El pueblo ficticio de Naranjales, por otro lado, adquiere, rodeado de locativos reconocibles (Mayagüez, San Juan, Aibonito) el carácter genérico de un espacio simbólico puertorriqueño: “pueblo de letrina”, “un pueblito como éste”, un lugar donde todos se conocen y del que los jóvenes quieren más que salir, huir. Es un espacio que reproduce defectos y traumas del país completo: corrupción, violencia, hastío. Regresar al pueblo es, en este relato, hundirse, destruir el futuro, a menos que compartan el poder con la tribu maliciosa que domina a perpetuidad, a menos que se sueñe con algo grande e innovador que, en efecto, transforme el pueblo, como Adela. El tiempo de la acción la adivinamos distante en el tiempo, contemporánea a las películas citadas, y es por eso que resulta tan inquietante la persistencia de aquellos males: corrupción, violencia, desencanto.

Material mostrado:
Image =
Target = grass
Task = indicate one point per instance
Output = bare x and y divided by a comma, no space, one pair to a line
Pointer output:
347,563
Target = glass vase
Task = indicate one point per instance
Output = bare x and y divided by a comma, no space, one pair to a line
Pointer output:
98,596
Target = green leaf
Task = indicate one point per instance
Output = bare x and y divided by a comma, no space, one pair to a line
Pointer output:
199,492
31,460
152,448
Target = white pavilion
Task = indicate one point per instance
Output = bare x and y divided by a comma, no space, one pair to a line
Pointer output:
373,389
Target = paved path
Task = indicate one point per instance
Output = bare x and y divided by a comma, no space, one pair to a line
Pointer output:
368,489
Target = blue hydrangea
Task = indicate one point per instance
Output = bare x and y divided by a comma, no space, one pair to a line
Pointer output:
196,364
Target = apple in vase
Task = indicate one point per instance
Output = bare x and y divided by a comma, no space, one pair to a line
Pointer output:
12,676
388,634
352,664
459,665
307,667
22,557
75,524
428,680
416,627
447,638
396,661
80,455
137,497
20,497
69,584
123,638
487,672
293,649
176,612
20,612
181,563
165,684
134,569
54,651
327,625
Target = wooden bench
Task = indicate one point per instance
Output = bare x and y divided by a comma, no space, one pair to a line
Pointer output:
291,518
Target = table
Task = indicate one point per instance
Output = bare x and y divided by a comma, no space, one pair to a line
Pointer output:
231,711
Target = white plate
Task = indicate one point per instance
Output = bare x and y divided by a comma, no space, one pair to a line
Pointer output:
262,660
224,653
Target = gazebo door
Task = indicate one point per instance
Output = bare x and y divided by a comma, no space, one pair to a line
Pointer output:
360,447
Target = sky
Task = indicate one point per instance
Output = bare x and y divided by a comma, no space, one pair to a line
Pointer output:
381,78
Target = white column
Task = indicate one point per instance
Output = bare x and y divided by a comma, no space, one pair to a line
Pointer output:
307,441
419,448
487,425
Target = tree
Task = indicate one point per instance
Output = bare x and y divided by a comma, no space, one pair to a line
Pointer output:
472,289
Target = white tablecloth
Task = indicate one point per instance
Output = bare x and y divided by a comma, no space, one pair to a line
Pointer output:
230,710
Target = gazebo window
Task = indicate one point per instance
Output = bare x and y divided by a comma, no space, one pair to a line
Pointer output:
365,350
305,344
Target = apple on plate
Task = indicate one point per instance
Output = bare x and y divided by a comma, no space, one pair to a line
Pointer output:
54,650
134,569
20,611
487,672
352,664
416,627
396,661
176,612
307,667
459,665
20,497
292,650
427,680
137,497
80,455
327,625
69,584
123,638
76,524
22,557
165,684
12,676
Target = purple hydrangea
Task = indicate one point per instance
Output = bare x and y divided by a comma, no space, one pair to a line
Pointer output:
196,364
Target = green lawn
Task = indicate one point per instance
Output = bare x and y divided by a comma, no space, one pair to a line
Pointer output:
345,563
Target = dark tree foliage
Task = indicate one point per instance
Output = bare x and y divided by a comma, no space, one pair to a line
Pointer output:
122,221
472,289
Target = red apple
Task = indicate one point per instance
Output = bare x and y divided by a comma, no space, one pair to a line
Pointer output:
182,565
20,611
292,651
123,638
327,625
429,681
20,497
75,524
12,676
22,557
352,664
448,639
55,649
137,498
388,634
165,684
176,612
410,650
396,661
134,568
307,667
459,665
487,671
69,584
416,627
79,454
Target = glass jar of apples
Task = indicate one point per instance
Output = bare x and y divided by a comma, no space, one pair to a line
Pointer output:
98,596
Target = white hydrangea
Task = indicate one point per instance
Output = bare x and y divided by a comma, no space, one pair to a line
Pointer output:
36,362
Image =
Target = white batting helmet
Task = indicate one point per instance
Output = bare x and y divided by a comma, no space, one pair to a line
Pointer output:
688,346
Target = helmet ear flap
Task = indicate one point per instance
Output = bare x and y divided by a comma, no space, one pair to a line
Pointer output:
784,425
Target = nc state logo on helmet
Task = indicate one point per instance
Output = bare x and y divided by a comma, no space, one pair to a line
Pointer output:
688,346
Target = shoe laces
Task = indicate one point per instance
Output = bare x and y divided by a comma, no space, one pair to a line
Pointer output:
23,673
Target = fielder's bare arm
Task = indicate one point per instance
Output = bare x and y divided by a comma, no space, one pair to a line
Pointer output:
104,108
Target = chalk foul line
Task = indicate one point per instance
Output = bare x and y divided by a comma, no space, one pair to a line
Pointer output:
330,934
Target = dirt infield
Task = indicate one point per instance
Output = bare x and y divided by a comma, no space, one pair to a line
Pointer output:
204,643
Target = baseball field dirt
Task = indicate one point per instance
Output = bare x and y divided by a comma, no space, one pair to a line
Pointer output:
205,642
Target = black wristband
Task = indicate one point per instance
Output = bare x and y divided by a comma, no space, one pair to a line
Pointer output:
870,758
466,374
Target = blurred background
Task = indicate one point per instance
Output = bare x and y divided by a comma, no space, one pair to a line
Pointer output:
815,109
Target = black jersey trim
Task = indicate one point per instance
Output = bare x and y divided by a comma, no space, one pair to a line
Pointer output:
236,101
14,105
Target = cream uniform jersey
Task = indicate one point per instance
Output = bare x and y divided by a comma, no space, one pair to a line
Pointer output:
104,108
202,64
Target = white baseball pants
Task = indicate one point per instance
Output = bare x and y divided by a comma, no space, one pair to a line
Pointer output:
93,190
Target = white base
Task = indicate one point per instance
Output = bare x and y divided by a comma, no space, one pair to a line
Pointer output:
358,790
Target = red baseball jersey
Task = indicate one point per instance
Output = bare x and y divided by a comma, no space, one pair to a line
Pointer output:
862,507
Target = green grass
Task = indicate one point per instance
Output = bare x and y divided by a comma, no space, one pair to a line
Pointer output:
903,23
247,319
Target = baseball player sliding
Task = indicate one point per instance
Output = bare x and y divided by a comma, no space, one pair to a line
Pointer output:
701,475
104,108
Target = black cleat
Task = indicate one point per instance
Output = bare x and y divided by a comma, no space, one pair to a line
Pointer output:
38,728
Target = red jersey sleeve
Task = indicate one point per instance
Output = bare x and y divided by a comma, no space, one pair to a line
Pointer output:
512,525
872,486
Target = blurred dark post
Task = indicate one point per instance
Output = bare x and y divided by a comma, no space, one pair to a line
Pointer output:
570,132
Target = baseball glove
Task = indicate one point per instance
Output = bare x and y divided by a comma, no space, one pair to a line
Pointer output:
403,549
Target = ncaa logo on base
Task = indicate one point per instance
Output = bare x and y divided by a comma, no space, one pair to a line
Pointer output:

Objetivo del ejercicio:
Resume en dos oraciones el fragmento del documento sobre Naranjales.

Respuesta del ejercicio:
Naranjales es un pueblo ficticio rodeado de lugares reconocibles como Mayagüez, San Juan y Aibonito, y funciona como un espacio simbólico puertorriqueño donde todos se conocen, del que los jóvenes quieren huir y que reproduce la corrupción, la violencia y el hastío del país. Volver a él significa hundirse y destruir el futuro, salvo que se comparta el poder con la tribu maliciosa que lo domina o se sueñe con algo que lo transforme, como Adela, y la persistencia de esos males inquieta porque la acción parece situarse en un tiempo distante.